## Dataset extract

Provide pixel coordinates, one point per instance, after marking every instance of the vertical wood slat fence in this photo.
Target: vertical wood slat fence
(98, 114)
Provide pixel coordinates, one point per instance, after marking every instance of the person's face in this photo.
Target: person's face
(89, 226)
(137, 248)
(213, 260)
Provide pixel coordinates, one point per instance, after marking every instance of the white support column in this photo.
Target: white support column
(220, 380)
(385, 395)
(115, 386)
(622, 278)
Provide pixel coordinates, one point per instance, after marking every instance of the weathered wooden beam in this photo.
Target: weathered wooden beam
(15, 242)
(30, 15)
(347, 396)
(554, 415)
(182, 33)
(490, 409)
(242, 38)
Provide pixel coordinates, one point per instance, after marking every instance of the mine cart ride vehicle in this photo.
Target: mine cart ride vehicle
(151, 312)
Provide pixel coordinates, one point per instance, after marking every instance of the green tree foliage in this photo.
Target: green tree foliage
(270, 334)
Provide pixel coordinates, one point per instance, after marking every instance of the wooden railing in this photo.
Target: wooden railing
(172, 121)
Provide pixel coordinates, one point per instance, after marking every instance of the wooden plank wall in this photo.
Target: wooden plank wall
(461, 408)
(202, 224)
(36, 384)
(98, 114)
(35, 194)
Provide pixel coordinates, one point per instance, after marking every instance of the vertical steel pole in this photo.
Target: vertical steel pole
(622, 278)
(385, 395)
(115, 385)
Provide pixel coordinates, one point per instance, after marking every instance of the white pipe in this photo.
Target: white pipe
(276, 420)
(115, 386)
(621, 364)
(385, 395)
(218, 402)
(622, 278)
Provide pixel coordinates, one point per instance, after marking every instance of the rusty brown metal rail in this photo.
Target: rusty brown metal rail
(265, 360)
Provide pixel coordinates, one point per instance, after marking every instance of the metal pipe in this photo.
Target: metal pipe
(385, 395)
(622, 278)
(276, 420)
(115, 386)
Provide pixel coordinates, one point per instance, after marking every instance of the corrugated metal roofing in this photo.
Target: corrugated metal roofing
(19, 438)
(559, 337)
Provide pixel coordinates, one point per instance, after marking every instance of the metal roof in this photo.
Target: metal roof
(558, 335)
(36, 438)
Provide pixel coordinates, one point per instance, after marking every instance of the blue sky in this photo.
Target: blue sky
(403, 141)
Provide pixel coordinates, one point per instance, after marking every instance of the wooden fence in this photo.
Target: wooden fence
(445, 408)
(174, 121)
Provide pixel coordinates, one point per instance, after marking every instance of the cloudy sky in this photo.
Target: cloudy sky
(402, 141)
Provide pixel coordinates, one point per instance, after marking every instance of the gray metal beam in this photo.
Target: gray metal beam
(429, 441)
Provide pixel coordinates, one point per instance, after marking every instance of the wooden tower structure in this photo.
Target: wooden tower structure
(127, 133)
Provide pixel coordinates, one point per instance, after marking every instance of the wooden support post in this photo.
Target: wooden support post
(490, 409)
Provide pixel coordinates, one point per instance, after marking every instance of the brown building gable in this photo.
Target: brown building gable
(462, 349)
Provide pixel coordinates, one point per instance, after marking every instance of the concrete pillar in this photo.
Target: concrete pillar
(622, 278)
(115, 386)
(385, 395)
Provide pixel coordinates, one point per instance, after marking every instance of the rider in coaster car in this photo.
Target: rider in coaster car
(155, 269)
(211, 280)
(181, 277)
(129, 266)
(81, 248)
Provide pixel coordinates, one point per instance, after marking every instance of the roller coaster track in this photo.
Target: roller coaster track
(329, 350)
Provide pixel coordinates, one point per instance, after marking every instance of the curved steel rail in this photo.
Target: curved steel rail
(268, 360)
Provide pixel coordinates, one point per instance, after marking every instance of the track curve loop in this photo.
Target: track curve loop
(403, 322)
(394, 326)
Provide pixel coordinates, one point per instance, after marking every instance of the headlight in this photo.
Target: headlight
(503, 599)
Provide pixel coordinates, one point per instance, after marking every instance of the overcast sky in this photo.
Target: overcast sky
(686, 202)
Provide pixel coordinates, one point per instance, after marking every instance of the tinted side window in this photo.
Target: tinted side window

## Aim of the task
Take the line containing "Target: track curve loop" and each line after it up to the last line of the listing, and print them exactly.

## Exercise result
Target: track curve loop
(403, 322)
(394, 326)
Provide pixel coordinates, one point per instance, after marking every instance of the headlight in this photo.
Target: headlight
(503, 599)
Provide pixel coordinates, one point per instance, after marking every instance of the overcast sky in this photo.
Target: overcast sky
(686, 202)
Provide pixel coordinates, one point per instance, after marking every instance of the tinted side window in this photo.
Target: tinted side window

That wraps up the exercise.